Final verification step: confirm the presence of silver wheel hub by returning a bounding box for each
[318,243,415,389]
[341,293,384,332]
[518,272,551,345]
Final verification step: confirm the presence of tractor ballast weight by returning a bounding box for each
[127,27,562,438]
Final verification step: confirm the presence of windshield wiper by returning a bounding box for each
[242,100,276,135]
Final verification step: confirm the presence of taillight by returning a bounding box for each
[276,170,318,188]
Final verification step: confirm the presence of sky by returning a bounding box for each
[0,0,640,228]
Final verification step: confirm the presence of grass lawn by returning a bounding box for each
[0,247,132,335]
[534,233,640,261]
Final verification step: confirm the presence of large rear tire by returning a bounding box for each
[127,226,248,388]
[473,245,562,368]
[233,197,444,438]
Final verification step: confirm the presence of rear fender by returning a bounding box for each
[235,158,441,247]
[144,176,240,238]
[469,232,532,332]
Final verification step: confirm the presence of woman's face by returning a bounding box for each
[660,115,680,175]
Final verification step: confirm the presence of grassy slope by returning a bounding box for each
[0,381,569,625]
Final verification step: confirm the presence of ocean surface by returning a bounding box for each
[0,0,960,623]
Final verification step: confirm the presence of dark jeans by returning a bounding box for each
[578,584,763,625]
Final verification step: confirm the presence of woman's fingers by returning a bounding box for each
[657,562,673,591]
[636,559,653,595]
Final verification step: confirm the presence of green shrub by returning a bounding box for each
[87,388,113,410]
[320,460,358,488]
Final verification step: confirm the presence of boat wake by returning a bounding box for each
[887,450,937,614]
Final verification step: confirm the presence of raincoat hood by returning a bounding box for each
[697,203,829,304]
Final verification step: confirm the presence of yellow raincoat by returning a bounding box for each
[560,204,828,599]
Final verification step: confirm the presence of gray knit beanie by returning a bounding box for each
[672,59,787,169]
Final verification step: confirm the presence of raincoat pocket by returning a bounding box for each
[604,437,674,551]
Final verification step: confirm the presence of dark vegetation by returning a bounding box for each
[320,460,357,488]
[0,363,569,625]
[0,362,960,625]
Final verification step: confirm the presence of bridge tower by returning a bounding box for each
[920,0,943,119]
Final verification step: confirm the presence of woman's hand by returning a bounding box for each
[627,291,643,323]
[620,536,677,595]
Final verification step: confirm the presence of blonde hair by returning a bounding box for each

------

- **Task details**
Copy every row above word for word.

- **Result for this exercise**
Final verification step: confirm the presence of silver wheel hub by returning a bounding box for each
[318,243,415,389]
[341,293,384,332]
[518,272,551,345]
Final verification step: confirm the presence of tractor ballast weight by returning a bounding box for each
[127,27,562,438]
Final verification step: confirm the presence of windshield wiper by returning a bounding box for each
[242,100,276,135]
Final verification step: confirm the presence of taillight by returning a bounding box for each
[276,170,318,188]
Final verification step: confirm the presence of sky by returning a bounding box for each
[0,0,640,228]
Final verification step: confirm the presence of grass lawn by returning a bounding box for each
[0,247,132,335]
[534,233,640,261]
Final verification step: confirm the presence of large rear tire by returning a bounding box for each
[127,226,248,388]
[473,245,562,368]
[233,197,444,438]
Final verification step: confirm the presence of rear fender by returning a bounding box for each
[235,158,441,247]
[144,176,240,238]
[469,232,532,332]
Final verification step: confirm the presence of woman's face by returning a bounding box for each
[660,115,680,175]
Final verification step: confirm the presence of grassy slope by returning a bounding box for each
[0,381,569,625]
Final verification step: confirm the presence of ocean surface by returning a bounding box for each
[0,0,960,623]
Final verification step: confirm the presence of dark jeans by returning a bounding box for each
[578,584,763,625]
Final verification step: confirm the presence of woman's fingers by returning a bounding box for each
[657,562,673,591]
[636,559,653,595]
Final verification step: confirm the presence of green shrub by returning a bounding box for each
[87,388,113,410]
[320,460,358,488]
Final verification step: confirm the presence of boat wake by returning a bounding box for each
[887,450,937,614]
Final verification step: confirm the presence of raincoat hood by returning a bounding box for each
[697,203,829,304]
Final verification step: confirm the presence of yellow raincoat by returning a bounding box for each
[560,204,828,599]
Final verification step: confirm the presence of gray knit beanie by returning a bounding box for each
[672,59,787,169]
Final verification step: confirm the presence of raincoat pocket by returning a bounding box for each
[604,437,674,551]
Final verification step: confirm the presence of dark vegetation by returning a bounding box for each
[320,460,357,488]
[0,363,569,625]
[0,362,960,625]
Final verification step: confirm the presence of bridge tower by returning a bounding box for each
[920,0,943,119]
Final verification step: confirm the presence of woman's hand by returning a bounding box for each
[627,291,643,323]
[620,536,677,595]
Final verification step: confirm the presence of blonde hair by returning a bounding box for each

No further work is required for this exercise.